Records shown START

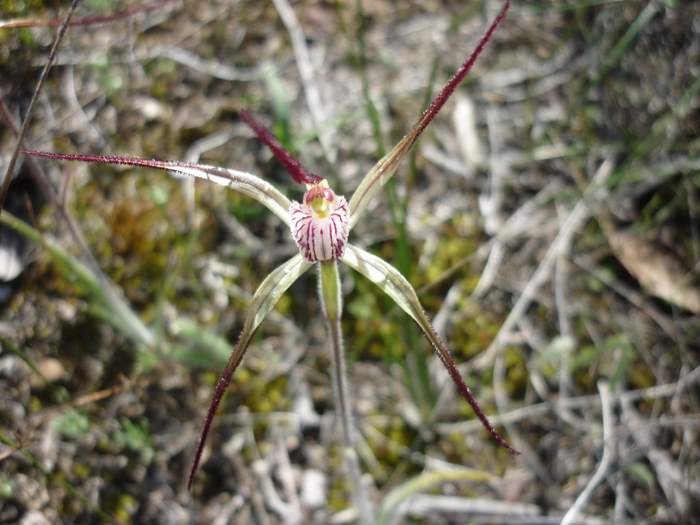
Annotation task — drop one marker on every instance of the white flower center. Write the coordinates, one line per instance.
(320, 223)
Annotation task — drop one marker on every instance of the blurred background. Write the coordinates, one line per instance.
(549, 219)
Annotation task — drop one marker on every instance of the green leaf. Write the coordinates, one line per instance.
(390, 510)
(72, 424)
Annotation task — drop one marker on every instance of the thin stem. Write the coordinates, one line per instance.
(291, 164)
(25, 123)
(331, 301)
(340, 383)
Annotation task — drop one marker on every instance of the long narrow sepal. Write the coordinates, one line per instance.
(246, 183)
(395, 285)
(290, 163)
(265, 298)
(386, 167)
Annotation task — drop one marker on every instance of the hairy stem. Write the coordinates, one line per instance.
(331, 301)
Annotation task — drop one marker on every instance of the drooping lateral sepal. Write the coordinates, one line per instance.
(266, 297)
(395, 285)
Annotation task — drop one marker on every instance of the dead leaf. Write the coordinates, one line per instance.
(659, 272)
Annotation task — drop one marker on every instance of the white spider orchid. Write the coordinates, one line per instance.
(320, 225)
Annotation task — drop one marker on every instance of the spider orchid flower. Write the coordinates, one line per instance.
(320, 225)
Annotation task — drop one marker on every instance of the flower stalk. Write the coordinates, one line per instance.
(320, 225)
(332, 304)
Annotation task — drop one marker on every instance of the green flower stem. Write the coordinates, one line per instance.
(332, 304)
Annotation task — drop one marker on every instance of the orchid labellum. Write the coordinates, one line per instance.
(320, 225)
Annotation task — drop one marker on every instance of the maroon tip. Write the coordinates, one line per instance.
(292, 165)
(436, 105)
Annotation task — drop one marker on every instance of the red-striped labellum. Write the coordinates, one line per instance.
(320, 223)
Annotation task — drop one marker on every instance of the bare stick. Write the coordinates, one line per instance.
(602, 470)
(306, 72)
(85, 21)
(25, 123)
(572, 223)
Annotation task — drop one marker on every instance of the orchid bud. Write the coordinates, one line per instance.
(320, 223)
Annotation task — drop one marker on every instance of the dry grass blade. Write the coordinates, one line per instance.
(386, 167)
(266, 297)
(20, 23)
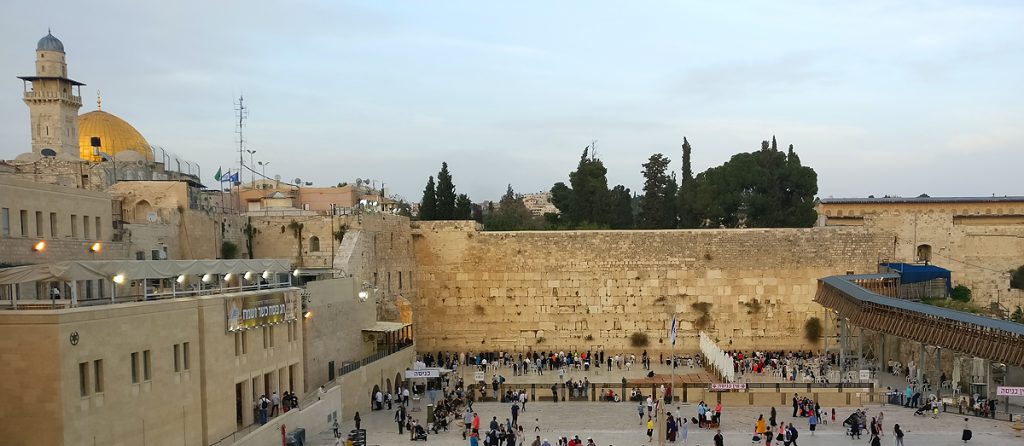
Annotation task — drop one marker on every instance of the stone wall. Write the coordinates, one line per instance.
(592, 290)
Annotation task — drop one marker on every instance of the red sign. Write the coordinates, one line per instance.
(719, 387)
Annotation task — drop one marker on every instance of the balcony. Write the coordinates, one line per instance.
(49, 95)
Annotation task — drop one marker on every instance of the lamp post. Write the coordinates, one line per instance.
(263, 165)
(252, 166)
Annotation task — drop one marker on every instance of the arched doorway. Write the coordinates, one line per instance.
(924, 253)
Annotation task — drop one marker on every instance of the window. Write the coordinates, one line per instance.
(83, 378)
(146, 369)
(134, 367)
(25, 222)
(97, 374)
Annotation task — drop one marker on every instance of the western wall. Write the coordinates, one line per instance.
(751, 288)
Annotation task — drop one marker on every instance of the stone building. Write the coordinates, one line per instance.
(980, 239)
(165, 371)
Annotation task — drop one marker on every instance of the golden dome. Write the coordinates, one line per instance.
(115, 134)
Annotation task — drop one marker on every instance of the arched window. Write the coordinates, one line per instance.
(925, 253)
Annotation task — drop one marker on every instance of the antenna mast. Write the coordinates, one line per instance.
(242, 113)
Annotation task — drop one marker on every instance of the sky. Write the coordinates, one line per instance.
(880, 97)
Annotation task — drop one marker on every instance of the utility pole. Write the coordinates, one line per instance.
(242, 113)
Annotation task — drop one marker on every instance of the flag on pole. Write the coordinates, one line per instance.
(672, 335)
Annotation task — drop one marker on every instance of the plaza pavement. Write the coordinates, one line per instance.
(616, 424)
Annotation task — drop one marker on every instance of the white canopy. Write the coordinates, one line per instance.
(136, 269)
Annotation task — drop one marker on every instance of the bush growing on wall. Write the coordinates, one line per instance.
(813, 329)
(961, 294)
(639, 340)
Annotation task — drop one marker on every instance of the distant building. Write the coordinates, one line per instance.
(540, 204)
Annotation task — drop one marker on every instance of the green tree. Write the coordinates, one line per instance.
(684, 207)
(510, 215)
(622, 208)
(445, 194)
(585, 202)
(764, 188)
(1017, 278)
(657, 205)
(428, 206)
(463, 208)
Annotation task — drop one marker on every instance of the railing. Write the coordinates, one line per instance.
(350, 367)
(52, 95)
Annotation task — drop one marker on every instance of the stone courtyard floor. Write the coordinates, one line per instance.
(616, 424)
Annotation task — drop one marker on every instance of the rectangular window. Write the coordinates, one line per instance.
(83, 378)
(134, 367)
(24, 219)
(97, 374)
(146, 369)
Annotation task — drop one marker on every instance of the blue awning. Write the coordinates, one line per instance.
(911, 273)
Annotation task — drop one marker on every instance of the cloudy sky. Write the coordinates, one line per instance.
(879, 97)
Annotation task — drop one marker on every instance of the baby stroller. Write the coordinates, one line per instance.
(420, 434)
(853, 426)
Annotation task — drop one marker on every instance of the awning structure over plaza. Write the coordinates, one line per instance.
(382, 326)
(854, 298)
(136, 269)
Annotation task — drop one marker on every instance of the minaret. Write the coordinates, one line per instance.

Records shown END
Records shown START

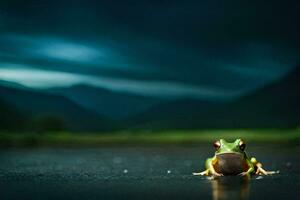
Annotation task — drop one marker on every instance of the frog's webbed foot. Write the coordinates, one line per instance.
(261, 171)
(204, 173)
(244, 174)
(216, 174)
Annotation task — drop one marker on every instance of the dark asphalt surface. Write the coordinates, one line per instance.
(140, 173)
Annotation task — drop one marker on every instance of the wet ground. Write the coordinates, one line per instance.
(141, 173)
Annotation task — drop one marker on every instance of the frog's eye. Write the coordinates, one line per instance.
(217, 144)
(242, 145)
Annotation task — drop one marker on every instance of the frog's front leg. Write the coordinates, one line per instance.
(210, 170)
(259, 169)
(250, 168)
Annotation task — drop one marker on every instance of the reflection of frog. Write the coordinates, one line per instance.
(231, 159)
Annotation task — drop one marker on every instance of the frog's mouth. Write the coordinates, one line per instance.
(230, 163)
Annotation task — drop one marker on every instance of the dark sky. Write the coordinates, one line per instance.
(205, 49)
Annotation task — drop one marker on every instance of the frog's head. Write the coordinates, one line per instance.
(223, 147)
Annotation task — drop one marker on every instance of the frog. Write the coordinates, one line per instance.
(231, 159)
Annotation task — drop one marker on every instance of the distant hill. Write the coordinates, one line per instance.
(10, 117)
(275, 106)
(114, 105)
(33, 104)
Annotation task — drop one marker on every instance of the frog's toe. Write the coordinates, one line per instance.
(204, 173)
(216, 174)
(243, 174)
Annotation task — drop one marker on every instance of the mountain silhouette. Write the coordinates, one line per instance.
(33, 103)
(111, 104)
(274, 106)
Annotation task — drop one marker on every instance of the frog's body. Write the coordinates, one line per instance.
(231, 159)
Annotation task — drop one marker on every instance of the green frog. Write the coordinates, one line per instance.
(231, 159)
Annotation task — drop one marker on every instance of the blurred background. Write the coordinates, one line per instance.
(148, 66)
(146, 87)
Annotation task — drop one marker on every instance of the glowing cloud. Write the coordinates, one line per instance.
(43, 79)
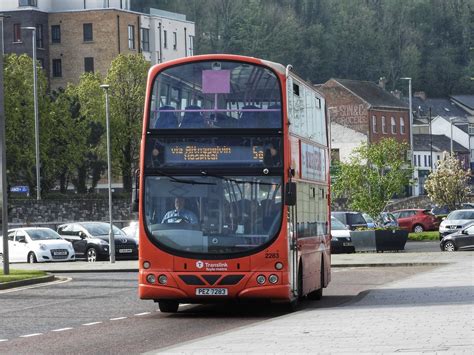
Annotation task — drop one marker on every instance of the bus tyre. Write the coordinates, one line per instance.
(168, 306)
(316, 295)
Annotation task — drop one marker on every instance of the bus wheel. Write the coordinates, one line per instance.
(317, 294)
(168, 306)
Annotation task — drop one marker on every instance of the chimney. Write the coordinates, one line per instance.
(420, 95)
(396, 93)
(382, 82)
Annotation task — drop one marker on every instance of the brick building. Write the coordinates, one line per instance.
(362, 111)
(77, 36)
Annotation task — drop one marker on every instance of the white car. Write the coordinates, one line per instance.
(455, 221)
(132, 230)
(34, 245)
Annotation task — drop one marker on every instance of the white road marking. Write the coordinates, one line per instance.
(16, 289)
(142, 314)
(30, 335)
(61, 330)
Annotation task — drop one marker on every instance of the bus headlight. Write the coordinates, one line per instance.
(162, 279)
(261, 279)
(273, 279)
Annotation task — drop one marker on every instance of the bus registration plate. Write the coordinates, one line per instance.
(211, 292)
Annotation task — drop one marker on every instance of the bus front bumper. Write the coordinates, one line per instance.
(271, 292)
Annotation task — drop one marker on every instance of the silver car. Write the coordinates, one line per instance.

Records shown END

● What the exercise asks
Starting at the line that has "plate. Write the coordinates, one line per instance." and ending at the line that has "of the silver", please write out the lines above exactly, leaving out all others.

● Exercise response
Annotation task — drop one marker on every instance of the bus registration plate. Write the coordinates, one line per instance.
(211, 292)
Annotation task — drop one marker on every instance of the bus front bumper. Write the coordinates, one line per instance.
(271, 292)
Annotation task — drop one marker on every instance of the silver car. Write the coordinates, one line per instance.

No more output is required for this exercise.